[CONSIGNAS DE TRABAJO]
A. Enumera los temas del pasado y de la vida del narrador de los que, según el fragmento sobre la novela, este nos habla.
B. Indica si cada afirmación concuerda con el fragmento sobre la novela y cita literalmente las palabras que lo deciden.
(i) Con los años se comprobó que los deprimidos carecen de sesgos.
(ii) La novela emplea una estructura de saltos temporales discontinuos.
(iii) El fragmento sostiene que la inmadurez del personaje es la causa de su estado depresivo.
C. Prolonga el fragmento sobre la novela a partir de su última oración.

[FRAGMENTO DADO]
§ §
Durante un tiempo se creyó en psicología que los deprimidos no tenían los sesgos de quienes albergamos nuestras ilusiones cotidianas, gracias a las cuales nos relacionamos y vivimos con cierta normalidad, pero con los años se descubrió que los deprimidos desarrollan sus propios sesgos, es decir, aunque ven el mundo y a sus semejantes con una perspectiva clarividente, también lo distorsionan a su manera. Algo así le sucede al narrador de esta novela que, ya de vuelta de todo, resignado a su destino, nos habla de su pasado, de su exmujer, de su hijo, de unos pocos amigos y de su trabajo, entre otros muchos temas que van saliendo al paso gracias a una estructura de saltos temporales discontinuos similar a la usada en Patria. Aunque el personaje acaba definiéndose también por otros rasgos, ya que va adquiriendo cierta complejidad según avanza la novela, desde el principio se nos muestra con una característica que se mantiene más o menos patente durante buena parte de la novela: su inmadurez, causa o consecuencia de su estado depresivo, no sabemos.
§ §
[DATOS PROPORCIONADOS]
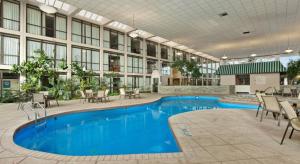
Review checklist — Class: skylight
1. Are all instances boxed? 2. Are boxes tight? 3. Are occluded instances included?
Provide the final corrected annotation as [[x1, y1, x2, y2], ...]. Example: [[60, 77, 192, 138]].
[[107, 21, 133, 32], [76, 10, 109, 24], [164, 41, 179, 47], [35, 0, 76, 14], [149, 36, 168, 43]]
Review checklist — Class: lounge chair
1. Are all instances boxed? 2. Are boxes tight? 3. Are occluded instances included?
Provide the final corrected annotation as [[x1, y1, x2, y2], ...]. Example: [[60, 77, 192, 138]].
[[132, 88, 141, 98], [119, 88, 128, 99], [80, 91, 86, 103], [95, 91, 105, 102], [260, 96, 282, 126], [32, 93, 46, 107], [282, 87, 292, 96], [104, 89, 109, 101], [85, 89, 95, 102], [280, 101, 300, 145], [256, 92, 266, 117]]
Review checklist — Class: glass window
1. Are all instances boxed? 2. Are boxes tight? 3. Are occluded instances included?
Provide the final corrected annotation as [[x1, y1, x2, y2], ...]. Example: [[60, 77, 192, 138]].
[[127, 36, 143, 54], [160, 46, 168, 59], [103, 52, 125, 72], [0, 0, 20, 31], [72, 19, 100, 46], [0, 35, 20, 65], [27, 39, 67, 68], [26, 5, 67, 40], [103, 28, 125, 51], [147, 41, 157, 57], [72, 47, 100, 71], [127, 56, 143, 73], [235, 75, 250, 85]]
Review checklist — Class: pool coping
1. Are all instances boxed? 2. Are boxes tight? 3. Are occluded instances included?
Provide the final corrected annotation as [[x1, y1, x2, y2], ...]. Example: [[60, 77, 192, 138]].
[[0, 95, 251, 162]]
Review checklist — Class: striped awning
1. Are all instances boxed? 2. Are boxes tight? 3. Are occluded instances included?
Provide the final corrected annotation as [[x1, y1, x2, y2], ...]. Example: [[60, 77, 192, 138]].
[[216, 61, 286, 75]]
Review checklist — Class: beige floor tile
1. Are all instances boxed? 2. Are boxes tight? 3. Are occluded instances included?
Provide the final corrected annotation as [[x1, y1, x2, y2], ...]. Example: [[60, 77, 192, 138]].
[[205, 145, 250, 161]]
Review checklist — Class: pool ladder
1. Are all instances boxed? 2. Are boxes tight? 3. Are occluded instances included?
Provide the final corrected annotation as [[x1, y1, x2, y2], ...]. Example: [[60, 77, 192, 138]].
[[19, 102, 47, 122]]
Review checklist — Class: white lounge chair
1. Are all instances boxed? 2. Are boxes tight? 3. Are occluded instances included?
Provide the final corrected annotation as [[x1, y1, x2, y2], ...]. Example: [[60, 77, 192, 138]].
[[256, 92, 266, 117], [282, 87, 292, 96], [260, 96, 282, 126], [80, 91, 86, 103], [95, 91, 105, 102], [280, 101, 300, 144], [132, 88, 141, 98]]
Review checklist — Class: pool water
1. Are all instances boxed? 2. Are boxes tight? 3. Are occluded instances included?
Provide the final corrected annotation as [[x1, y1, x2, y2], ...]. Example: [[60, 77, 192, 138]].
[[14, 96, 257, 156]]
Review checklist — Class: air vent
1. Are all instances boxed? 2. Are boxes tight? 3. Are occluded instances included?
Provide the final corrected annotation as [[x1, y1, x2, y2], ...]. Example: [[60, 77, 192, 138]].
[[218, 12, 228, 17]]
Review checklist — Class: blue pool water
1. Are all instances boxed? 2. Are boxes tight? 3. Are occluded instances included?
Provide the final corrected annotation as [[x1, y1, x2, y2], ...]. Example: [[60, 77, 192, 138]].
[[14, 96, 257, 156]]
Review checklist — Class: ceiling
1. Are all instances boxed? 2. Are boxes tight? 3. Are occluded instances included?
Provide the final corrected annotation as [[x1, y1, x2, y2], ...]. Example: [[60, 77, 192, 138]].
[[64, 0, 300, 58]]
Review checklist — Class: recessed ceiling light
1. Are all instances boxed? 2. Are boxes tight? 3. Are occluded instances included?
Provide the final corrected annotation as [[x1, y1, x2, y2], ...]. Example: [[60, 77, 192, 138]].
[[222, 55, 228, 60], [218, 12, 228, 17], [284, 48, 293, 53], [243, 31, 250, 35]]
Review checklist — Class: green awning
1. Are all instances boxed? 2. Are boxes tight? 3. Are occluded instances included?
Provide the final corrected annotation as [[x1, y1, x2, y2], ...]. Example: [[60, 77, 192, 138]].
[[216, 61, 286, 75]]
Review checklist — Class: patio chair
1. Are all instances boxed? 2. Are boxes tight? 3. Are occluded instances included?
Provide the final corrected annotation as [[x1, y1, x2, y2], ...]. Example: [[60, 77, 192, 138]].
[[256, 92, 266, 117], [119, 88, 128, 99], [80, 91, 86, 103], [132, 88, 141, 98], [104, 89, 109, 101], [260, 96, 282, 126], [32, 93, 46, 107], [85, 89, 95, 102], [95, 91, 105, 102], [282, 87, 292, 96], [280, 101, 300, 145]]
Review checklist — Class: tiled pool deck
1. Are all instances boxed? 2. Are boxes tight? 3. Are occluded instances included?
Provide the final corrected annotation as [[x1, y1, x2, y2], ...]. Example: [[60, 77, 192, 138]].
[[0, 94, 300, 164]]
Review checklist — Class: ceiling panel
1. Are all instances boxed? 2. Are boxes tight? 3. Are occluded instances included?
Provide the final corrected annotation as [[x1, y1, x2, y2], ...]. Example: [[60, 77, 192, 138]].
[[64, 0, 300, 57]]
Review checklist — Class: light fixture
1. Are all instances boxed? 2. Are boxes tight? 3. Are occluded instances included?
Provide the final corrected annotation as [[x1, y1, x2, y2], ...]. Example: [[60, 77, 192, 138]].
[[284, 48, 293, 53], [39, 4, 57, 14], [222, 55, 228, 60], [176, 52, 182, 56]]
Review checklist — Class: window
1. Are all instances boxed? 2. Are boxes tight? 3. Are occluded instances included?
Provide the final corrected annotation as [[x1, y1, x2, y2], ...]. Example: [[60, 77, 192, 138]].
[[147, 41, 157, 57], [103, 52, 124, 72], [147, 59, 157, 74], [127, 76, 144, 90], [72, 19, 100, 46], [103, 28, 125, 51], [160, 46, 168, 59], [0, 34, 20, 65], [127, 36, 143, 54], [0, 0, 20, 31], [72, 47, 100, 71], [127, 56, 143, 73], [235, 75, 250, 85], [27, 39, 67, 68], [27, 5, 67, 40]]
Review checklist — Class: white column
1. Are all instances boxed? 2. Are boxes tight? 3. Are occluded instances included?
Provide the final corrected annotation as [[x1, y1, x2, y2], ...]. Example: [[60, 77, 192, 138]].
[[67, 16, 72, 79], [124, 33, 128, 86], [100, 26, 104, 79], [20, 1, 26, 84]]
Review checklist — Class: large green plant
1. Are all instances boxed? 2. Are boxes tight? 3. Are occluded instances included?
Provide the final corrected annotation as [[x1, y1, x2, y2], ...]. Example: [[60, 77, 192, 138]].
[[11, 50, 57, 93], [287, 60, 300, 84]]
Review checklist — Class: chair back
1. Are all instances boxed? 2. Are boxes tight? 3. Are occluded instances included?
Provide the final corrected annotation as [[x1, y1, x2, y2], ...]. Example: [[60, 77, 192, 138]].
[[104, 89, 109, 97], [97, 91, 104, 97], [256, 93, 266, 103], [282, 87, 292, 94], [262, 96, 281, 112], [80, 91, 86, 98], [32, 93, 45, 103], [280, 101, 298, 120], [134, 88, 140, 95], [119, 88, 126, 96]]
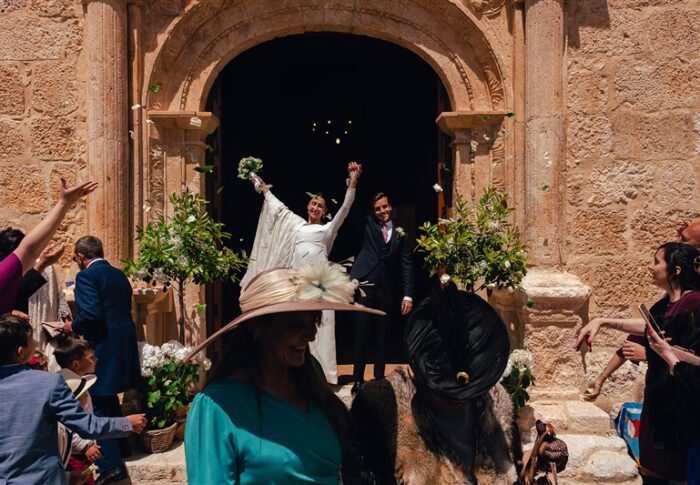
§ §
[RESPUESTAS]
A.
- su pasado
- su exmujer
- su hijo
- unos pocos amigos
- su trabajo

B.
(i) No: "con los años se descubrió que los deprimidos desarrollan sus propios sesgos".
(ii) Sí: "una estructura de saltos temporales discontinuos similar a la usada en Patria".
(iii) No: "su inmadurez, causa o consecuencia de su estado depresivo, no sabemos".

C.
Es un hombre que deja de ponerle normas a su hijo por evitar conflictos con él y prefiere que este le vea como un colega, cosa que por supuesto no consigue; sus reveses en el matrimonio parecen estar detrás de su estado de ánimo y su decisión radical sin que él lo acepte abiertamente; a sus más de cincuenta años sigue echándole la culpa a sus padres por lo mal que lo criaron; y así con una larga lista. Hay también algunas anécdotas triviales que ahondan en esta dirección: Una compañera le aconseja inteligencia emocional para convencer a su mujer y él responde que jamás había oído hablar de eso. Francamente, me resultó extraño que un profesor de instituto, ávido lector, no hubiera oído hablar de la inteligencia emocional, hasta el punto de que me sacó de la novela como un golpe de inverosimilitud, aunque luego pensé que para la época de la anécdota quizá la propuesta de Goleman aún no se había considerado como verdad educativa. Sin embargo, sea como fuere, lo cierto es que funciona como una forma más de subrayar su inmadurez.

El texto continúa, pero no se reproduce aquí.